WHAT YOU SHOULD DO
Change "Annotation task" to "Labeling task" in the items from the first line down to and including the line with "<point>249,358</point>", and give those lines again with nothing else altered.

DATASET RECORDS

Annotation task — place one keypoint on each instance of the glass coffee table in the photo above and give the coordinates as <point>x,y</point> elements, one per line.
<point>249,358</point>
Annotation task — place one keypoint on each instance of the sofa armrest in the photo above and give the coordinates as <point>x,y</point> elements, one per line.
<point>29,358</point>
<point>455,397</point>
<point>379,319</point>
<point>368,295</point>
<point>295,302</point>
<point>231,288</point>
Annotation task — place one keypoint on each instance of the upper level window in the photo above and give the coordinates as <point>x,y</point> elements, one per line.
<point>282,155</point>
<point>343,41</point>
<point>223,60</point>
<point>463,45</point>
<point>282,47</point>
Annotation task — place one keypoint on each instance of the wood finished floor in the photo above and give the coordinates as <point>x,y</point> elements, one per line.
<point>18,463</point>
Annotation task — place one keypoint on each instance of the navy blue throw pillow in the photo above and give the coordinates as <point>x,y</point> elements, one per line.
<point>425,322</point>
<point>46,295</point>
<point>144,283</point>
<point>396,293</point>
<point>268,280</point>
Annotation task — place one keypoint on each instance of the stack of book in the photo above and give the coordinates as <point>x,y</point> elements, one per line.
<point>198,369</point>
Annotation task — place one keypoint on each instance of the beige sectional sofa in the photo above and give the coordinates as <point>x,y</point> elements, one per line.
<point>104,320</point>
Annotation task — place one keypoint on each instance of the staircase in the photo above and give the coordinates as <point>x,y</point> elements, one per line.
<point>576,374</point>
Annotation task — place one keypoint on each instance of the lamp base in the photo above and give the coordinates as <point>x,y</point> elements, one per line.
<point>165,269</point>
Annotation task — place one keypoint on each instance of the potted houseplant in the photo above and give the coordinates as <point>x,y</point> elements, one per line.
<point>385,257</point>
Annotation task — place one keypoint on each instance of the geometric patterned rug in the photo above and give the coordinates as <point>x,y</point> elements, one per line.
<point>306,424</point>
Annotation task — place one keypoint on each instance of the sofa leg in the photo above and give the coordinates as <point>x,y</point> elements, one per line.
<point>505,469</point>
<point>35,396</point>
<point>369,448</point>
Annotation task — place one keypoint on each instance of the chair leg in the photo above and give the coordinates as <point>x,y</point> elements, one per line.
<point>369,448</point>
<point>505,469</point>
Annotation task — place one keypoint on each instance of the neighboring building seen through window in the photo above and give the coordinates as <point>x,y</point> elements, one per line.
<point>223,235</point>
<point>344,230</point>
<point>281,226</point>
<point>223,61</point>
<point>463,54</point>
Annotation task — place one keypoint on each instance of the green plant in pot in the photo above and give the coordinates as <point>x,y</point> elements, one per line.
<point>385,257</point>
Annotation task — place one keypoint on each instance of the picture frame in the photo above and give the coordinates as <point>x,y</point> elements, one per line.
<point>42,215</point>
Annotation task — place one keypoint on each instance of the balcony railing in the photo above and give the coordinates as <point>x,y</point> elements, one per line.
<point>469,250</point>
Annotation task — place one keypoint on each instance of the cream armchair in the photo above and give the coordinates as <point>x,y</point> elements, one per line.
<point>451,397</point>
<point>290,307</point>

EXPECTED ANSWER
Labeling task — place one keypoint on each instance of the glass coffee table in the photo above and give the coordinates as <point>x,y</point> elements, one per line.
<point>249,358</point>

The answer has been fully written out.